### Description of the task
Starting with the first line and ending with the last, copy the entries word for word.

### Record extracts
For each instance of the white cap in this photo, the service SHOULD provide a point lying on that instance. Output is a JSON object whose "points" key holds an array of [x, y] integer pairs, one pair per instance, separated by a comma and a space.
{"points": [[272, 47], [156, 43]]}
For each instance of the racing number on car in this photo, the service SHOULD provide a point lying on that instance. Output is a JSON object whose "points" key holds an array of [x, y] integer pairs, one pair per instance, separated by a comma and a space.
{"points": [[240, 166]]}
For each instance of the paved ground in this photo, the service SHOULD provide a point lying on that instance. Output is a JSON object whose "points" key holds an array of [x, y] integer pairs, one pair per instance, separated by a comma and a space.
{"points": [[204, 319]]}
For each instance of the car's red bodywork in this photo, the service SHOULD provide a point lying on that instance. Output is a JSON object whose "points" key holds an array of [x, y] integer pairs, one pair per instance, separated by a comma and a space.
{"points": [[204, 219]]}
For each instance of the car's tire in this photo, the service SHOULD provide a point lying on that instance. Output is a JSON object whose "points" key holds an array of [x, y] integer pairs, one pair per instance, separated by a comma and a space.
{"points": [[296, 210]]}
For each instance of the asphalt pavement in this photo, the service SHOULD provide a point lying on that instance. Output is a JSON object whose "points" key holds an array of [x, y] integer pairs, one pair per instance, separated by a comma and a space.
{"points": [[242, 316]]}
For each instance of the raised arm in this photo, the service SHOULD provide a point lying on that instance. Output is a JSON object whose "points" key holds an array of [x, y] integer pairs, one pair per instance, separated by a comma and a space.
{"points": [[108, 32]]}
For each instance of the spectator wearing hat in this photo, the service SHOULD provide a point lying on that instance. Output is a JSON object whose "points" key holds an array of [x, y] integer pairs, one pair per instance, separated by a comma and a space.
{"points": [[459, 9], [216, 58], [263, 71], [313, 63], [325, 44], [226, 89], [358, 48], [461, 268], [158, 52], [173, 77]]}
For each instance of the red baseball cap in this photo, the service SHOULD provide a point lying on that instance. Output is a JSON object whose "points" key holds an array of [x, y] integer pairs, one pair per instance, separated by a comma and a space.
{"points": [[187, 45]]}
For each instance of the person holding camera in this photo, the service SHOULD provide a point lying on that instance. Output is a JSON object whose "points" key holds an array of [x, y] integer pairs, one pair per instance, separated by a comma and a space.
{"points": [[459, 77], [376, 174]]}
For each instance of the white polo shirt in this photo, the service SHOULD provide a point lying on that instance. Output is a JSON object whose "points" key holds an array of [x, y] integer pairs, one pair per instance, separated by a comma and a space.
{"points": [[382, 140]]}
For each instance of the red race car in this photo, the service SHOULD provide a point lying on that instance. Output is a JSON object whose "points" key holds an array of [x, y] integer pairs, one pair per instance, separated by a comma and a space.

### Task response
For each instance of the white cap in this photo, the service SHOULD provide a point lying on that instance. Output is a JSON object whose "points" key holds an array of [x, y] integer pairs, one pair per instance, separated by a comma and a space.
{"points": [[272, 47], [156, 43]]}
For each instance of the racing number on car in this photo, the service SHOULD provide a point lying on that instance. Output is a JSON object whose "points" key holds an array of [x, y] integer pairs, one pair per instance, separated by a comma and a space.
{"points": [[240, 166]]}
For each instance of the paved ground in this photo, the service SHOULD provide a point lying on that instance. Output is a JSON object whose "points" key holds an array of [x, y] integer pairs, one pair per instance, separated by a comma and a space.
{"points": [[204, 319]]}
For each instance of the car's red bodywork in this photo, the service SHOULD provide a point lying on that instance. Output is a JSON object whose "points" key holds an array of [x, y] integer pairs, one pair per instance, separated by a comma and a space.
{"points": [[204, 219]]}
For each instance of the car's tire in this photo, the service SHOULD provide a point lying on that instance. Output is a JSON object whose "points" key holds an array of [x, y] integer pairs, one pair per instance, separated by a comma and a space.
{"points": [[296, 210]]}
For each instance of the asphalt pavement in this photo, the service SHOULD provide a point lying on that instance. Output is a JSON object whose "points" key holds an array of [x, y] integer pairs, one pair per instance, separated by a comma and a space.
{"points": [[242, 316]]}
For each instance of the raised arm in this photo, the service SHOULD provide a point lying on that instance. Output is a JSON object whose "points" key holds an array of [x, y] integer pairs, one pair per instance, separated by a comma and a space.
{"points": [[108, 32]]}
For each instance of the spectator wearing hat in this photo, the service SHOULD provide a point lying on that instance. Output is a JSON object whose "points" key holds an array of [x, y] integer pairs, one pair per instance, separated by a comma and a space.
{"points": [[459, 9], [216, 58], [263, 71], [313, 63], [325, 44], [226, 89], [358, 48], [461, 268], [158, 52], [173, 77]]}
For each instance of the red baseball cap in this photo, the service SHOULD provide a point lying on that instance. Output is a JSON object whose "points" key holds an array of [x, y] integer pairs, one pair per instance, separated by a comma and a space.
{"points": [[187, 45]]}
For each instance of the person holding camera in this photo, the service SHOULD provide a point lying on that instance. Output is a JSON object whose "points" key holds an array of [x, y] integer pairs, one pair per instance, separated by a comma and a space.
{"points": [[459, 77], [376, 174]]}
For each instance of the white polo shirt in this photo, the service SHOULD provide a point lying on that instance. Output is a JSON object whose "points" key holds an array of [x, y] integer pairs, one pair per instance, separated by a comma and a space.
{"points": [[382, 140]]}
For each instance of the red race car in this photo, the service SHOULD provide a point lying on that instance. Output is a JSON object whose "points" key holds an array of [x, y] integer pairs, one pair per instance, separated by a comma and a space.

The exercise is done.